Data listing:
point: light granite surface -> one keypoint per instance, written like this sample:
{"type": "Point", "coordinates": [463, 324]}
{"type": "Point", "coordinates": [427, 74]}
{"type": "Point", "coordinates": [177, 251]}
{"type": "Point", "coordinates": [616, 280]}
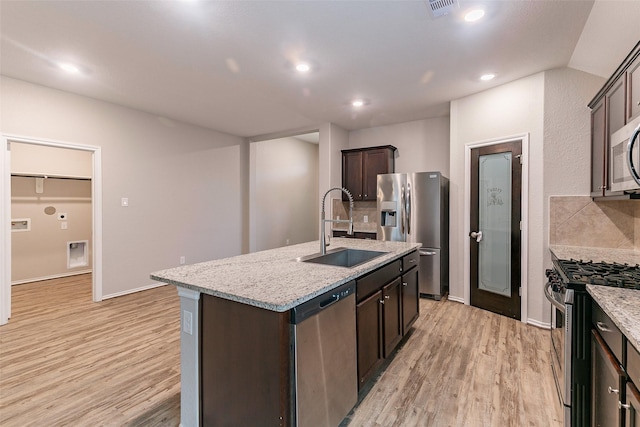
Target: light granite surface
{"type": "Point", "coordinates": [273, 279]}
{"type": "Point", "coordinates": [623, 307]}
{"type": "Point", "coordinates": [584, 253]}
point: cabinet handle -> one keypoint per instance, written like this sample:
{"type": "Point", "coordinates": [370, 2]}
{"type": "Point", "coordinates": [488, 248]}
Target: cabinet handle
{"type": "Point", "coordinates": [603, 328]}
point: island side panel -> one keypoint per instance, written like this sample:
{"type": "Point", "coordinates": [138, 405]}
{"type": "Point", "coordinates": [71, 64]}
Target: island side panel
{"type": "Point", "coordinates": [245, 364]}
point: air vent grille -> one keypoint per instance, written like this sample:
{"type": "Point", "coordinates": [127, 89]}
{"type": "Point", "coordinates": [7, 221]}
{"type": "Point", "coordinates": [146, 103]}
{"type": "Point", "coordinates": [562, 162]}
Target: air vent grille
{"type": "Point", "coordinates": [442, 7]}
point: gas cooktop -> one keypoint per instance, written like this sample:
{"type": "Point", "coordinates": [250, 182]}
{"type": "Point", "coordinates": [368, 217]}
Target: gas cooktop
{"type": "Point", "coordinates": [578, 272]}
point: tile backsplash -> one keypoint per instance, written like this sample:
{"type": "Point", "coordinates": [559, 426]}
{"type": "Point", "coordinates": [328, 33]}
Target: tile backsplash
{"type": "Point", "coordinates": [360, 210]}
{"type": "Point", "coordinates": [579, 221]}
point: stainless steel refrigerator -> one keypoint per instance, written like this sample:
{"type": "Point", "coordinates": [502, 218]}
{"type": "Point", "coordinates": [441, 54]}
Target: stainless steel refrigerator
{"type": "Point", "coordinates": [414, 207]}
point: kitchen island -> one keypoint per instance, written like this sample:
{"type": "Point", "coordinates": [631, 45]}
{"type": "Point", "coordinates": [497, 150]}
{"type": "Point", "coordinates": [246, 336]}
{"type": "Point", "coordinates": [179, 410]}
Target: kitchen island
{"type": "Point", "coordinates": [239, 308]}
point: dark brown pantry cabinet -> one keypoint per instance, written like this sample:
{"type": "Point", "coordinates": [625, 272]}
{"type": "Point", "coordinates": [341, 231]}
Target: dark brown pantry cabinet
{"type": "Point", "coordinates": [387, 305]}
{"type": "Point", "coordinates": [361, 167]}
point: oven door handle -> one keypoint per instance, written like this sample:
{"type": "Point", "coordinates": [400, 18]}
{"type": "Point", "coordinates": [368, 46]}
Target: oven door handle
{"type": "Point", "coordinates": [552, 300]}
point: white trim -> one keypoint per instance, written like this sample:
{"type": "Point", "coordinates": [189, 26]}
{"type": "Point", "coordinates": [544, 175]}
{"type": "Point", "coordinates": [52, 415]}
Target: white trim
{"type": "Point", "coordinates": [5, 199]}
{"type": "Point", "coordinates": [524, 207]}
{"type": "Point", "coordinates": [538, 324]}
{"type": "Point", "coordinates": [53, 276]}
{"type": "Point", "coordinates": [131, 291]}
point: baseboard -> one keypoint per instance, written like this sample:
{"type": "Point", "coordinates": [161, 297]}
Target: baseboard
{"type": "Point", "coordinates": [53, 276]}
{"type": "Point", "coordinates": [131, 291]}
{"type": "Point", "coordinates": [538, 324]}
{"type": "Point", "coordinates": [455, 299]}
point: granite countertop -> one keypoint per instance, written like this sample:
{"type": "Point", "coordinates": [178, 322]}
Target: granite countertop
{"type": "Point", "coordinates": [623, 307]}
{"type": "Point", "coordinates": [273, 279]}
{"type": "Point", "coordinates": [622, 256]}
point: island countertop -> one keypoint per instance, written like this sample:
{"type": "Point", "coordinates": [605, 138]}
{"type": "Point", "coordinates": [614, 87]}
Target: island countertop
{"type": "Point", "coordinates": [623, 307]}
{"type": "Point", "coordinates": [273, 279]}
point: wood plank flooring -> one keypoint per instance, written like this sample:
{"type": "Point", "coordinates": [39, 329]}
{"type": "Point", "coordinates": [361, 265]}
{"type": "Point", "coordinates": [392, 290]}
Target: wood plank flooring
{"type": "Point", "coordinates": [65, 360]}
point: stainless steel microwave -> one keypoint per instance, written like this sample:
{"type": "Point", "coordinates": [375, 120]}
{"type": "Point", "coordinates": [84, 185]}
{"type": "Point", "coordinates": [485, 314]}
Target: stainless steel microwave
{"type": "Point", "coordinates": [624, 159]}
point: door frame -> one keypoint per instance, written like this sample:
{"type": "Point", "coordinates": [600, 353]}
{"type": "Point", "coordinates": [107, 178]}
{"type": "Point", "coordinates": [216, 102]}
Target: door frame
{"type": "Point", "coordinates": [5, 215]}
{"type": "Point", "coordinates": [524, 232]}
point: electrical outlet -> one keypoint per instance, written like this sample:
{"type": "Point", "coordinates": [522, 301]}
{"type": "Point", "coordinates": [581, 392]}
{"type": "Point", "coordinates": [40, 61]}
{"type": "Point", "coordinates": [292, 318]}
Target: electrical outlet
{"type": "Point", "coordinates": [187, 322]}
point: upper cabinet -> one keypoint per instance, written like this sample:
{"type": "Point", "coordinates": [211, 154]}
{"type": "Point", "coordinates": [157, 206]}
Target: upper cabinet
{"type": "Point", "coordinates": [361, 167]}
{"type": "Point", "coordinates": [614, 105]}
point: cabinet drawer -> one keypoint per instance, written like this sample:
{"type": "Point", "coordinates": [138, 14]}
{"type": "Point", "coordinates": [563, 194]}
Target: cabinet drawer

To be done: Can you copy out every line from the one containing "point: electrical outlet" down to the end of the records above, reproducing each character unchanged?

The completed task:
point: electrical outlet -> one keypoint per instance, written like this sample:
{"type": "Point", "coordinates": [522, 301]}
{"type": "Point", "coordinates": [581, 392]}
{"type": "Point", "coordinates": [40, 61]}
{"type": "Point", "coordinates": [292, 318]}
Target: electrical outlet
{"type": "Point", "coordinates": [187, 322]}
point: upper cabinet -> one keypoint per instance, written like this sample:
{"type": "Point", "coordinates": [211, 154]}
{"type": "Point", "coordinates": [157, 206]}
Target: upper cabinet
{"type": "Point", "coordinates": [361, 167]}
{"type": "Point", "coordinates": [614, 105]}
point: cabinet drawer -> one keypoint per instance, written like this sample:
{"type": "Point", "coordinates": [138, 14]}
{"type": "Point", "coordinates": [563, 194]}
Target: cabinet drawer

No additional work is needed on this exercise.